PROBLEM DESCRIPTION:
Take the lines below between the one holding "Target: man's head" and the one holding "Target: car chrome bumper", inclusive, and copy them exactly. Add nothing.

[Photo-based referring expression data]
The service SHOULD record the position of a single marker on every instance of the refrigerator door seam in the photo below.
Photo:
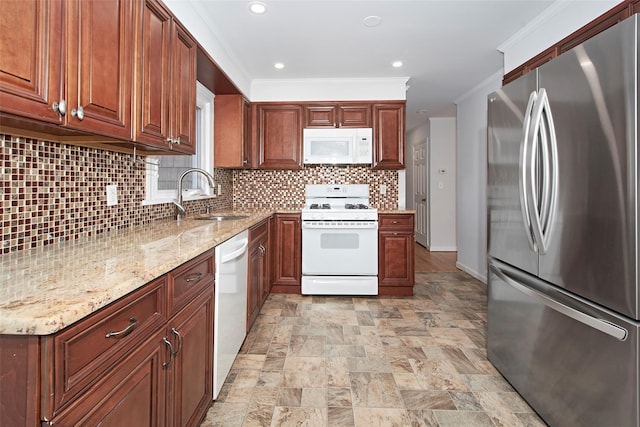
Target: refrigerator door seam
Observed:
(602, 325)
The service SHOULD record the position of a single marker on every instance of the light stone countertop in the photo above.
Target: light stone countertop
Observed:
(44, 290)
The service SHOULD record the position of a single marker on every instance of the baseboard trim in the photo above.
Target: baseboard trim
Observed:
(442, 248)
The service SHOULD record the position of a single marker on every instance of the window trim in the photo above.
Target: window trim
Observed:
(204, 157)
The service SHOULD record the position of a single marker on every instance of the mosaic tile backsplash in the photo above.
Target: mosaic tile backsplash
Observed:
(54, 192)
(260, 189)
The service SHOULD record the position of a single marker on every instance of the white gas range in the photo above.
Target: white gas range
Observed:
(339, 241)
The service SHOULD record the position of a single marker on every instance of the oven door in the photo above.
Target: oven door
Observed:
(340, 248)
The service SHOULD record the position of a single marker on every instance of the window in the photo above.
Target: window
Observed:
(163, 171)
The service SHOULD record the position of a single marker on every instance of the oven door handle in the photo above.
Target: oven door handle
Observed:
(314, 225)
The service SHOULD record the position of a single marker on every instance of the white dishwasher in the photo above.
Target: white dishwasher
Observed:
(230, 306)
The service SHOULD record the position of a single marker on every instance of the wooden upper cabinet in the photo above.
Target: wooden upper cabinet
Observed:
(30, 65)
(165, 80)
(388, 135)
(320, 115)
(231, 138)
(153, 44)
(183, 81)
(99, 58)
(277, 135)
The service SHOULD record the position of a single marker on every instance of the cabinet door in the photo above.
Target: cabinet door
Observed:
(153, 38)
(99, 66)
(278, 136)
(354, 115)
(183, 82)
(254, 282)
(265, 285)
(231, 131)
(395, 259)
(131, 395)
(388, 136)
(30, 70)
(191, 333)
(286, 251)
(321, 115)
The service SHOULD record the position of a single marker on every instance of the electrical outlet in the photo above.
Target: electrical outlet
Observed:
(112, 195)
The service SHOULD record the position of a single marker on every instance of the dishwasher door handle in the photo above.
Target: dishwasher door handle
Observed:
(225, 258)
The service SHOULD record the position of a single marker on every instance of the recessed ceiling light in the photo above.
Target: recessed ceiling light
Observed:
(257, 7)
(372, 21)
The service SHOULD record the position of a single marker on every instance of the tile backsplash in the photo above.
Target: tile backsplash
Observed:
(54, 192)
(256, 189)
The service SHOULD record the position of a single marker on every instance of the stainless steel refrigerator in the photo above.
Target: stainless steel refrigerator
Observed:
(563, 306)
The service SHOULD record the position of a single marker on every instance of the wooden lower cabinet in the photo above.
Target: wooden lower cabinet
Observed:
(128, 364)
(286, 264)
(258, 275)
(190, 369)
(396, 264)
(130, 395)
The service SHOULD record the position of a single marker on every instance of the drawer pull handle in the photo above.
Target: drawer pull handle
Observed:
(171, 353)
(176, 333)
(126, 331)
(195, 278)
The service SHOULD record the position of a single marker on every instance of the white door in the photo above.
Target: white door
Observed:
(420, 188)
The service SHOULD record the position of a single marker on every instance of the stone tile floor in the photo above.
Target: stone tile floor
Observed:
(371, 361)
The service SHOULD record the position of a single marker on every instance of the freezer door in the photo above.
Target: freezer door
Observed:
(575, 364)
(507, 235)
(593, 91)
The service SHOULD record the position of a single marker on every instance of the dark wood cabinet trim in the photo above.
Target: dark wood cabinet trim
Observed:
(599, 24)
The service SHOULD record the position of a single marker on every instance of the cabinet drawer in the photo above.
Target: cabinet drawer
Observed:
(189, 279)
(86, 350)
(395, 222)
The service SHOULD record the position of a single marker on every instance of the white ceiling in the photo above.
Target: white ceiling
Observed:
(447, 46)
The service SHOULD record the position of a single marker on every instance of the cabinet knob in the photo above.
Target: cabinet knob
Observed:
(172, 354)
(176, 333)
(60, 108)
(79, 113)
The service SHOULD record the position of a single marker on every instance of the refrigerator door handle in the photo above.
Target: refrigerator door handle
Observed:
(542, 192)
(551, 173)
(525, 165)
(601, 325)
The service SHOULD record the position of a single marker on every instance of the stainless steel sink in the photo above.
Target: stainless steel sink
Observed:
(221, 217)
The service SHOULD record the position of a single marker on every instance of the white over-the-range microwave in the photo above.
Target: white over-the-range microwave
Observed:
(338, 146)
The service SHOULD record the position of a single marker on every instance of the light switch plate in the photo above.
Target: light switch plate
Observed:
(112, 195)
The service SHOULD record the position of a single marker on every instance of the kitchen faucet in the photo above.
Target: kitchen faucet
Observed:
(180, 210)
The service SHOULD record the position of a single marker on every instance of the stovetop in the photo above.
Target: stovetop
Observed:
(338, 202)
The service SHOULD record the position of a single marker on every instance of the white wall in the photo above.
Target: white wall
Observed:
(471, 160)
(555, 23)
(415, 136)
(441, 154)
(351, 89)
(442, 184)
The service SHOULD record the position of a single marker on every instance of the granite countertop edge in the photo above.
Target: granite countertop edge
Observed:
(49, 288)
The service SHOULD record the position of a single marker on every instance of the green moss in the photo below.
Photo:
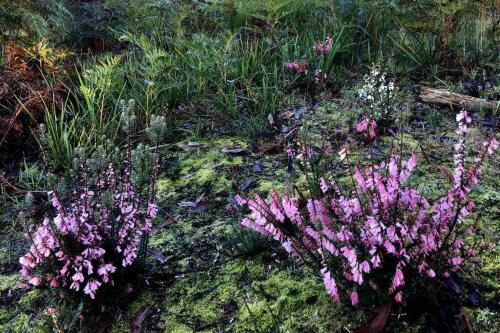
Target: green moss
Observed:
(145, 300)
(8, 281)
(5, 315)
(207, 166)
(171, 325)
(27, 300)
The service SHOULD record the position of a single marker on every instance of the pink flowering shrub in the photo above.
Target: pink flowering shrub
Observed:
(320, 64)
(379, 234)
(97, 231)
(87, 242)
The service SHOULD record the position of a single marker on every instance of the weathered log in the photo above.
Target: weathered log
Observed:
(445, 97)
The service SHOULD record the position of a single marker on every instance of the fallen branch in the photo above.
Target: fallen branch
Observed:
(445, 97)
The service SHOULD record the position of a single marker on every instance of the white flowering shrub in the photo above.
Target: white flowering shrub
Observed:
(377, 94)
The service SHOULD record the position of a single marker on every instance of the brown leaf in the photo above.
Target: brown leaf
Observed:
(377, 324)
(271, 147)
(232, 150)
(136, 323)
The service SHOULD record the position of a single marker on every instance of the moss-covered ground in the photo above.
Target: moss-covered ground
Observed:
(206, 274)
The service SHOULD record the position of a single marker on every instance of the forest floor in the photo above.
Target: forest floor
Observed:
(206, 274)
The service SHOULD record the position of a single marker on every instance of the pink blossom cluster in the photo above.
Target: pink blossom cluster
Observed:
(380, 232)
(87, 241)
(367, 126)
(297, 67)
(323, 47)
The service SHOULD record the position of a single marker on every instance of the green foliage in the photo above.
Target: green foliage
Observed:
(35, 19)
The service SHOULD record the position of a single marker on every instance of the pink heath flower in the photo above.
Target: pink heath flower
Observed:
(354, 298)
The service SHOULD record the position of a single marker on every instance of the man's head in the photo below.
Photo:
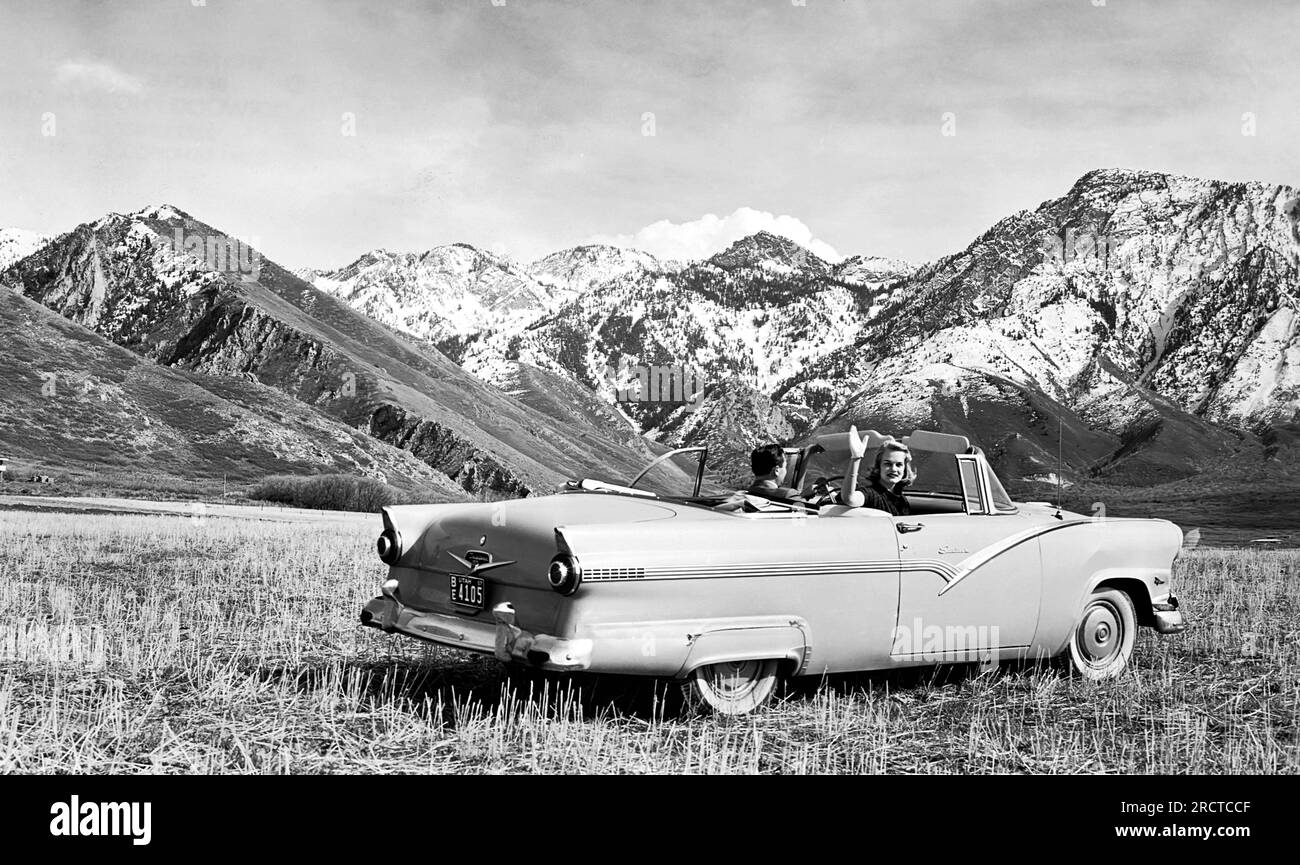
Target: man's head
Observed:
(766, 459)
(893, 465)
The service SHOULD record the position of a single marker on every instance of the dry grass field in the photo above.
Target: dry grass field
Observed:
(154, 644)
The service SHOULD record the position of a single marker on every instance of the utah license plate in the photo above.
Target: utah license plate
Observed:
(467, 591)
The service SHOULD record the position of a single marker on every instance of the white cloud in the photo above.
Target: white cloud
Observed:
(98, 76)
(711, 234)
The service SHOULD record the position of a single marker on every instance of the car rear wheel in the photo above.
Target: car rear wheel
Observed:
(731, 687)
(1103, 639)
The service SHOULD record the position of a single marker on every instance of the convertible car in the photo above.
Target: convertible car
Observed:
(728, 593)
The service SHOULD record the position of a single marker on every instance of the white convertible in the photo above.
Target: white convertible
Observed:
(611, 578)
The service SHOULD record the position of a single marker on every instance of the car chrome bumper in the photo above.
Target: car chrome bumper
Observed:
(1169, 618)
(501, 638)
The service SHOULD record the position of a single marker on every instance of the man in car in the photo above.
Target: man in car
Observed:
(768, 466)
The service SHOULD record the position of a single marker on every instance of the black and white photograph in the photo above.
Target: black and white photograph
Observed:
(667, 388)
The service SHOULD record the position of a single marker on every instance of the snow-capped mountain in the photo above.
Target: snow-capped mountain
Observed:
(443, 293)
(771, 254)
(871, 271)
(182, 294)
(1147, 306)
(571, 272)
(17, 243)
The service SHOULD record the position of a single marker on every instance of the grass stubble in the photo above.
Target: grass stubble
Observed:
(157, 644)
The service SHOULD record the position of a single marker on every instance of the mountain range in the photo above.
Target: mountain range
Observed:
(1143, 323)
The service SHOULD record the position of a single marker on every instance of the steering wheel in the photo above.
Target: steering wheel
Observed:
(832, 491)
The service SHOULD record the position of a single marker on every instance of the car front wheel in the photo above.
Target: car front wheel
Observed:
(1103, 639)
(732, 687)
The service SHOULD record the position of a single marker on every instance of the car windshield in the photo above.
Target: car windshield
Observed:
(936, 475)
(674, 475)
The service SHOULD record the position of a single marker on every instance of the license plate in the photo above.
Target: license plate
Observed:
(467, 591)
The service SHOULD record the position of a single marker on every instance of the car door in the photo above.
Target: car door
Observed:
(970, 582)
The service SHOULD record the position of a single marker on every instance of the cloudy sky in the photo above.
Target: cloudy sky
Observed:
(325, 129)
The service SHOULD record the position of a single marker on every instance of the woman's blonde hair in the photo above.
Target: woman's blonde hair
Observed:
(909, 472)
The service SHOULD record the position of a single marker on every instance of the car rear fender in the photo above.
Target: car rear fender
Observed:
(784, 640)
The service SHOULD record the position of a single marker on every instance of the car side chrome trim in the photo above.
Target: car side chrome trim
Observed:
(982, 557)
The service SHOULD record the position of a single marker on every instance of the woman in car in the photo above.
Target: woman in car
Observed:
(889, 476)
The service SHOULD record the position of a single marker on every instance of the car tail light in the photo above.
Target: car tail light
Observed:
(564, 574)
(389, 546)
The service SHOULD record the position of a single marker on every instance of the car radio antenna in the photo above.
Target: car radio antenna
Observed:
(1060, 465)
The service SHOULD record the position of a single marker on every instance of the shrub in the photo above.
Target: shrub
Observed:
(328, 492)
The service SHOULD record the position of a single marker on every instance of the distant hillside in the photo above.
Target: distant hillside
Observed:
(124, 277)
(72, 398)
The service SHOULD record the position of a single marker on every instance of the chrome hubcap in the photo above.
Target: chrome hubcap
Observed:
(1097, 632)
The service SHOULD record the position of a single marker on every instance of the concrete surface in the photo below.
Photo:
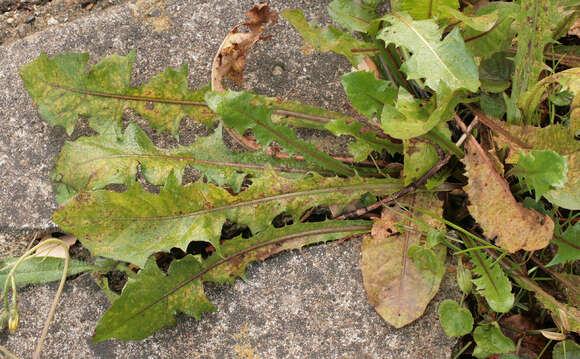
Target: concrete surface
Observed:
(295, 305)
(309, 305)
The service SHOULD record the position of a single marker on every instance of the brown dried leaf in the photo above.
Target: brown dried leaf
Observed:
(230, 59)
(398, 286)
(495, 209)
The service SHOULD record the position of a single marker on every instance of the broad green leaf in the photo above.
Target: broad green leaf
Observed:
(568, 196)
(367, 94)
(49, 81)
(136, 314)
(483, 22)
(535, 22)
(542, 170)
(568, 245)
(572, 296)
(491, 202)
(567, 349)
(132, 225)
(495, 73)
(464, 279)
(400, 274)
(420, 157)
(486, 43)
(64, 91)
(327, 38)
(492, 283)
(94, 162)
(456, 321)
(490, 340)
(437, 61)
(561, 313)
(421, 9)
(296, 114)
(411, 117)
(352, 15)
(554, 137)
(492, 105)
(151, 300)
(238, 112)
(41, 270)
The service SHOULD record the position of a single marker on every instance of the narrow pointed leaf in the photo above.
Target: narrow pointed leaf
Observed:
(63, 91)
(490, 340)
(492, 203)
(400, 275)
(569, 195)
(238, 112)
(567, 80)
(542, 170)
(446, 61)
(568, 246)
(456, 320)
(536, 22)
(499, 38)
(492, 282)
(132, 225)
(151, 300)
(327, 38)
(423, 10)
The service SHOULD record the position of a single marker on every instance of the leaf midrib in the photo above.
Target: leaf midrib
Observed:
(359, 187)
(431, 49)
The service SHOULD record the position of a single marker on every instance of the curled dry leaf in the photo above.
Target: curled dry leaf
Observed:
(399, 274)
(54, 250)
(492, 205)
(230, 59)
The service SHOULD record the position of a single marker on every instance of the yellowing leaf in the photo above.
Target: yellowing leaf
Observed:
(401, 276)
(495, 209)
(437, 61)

TASK SOLUTION:
Target: man's head
Observed:
(766, 459)
(893, 465)
The service SHOULD record the position of a single marker on every instance of the dry grass field in the photo above.
Target: dry grass field
Observed:
(154, 644)
The service SHOULD record the position of a single marker on every instance of the utah license plate in the photo above.
Target: utah license plate
Observed:
(467, 591)
The service SHOULD record the position of a single marker on every instance of the white cloud in the photo above.
Target: white cloud
Observed:
(98, 76)
(711, 234)
The service SHOULD record the position of a single marker on every instance of the car rear wheel in the photo above.
Target: car rear wheel
Observed:
(731, 687)
(1103, 639)
The service SHOULD record the position of a single marker on every instance of the convertible car in the photo above.
Target: convertible car
Observed:
(728, 593)
The service SHOULD record the position of a single marker on every instance of the white convertible in the photo above.
Target: white convertible
Observed:
(611, 578)
The service SHOULD record the position of a single marker on every instance of the car chrome bumper in the photo above.
Target: car chrome bumper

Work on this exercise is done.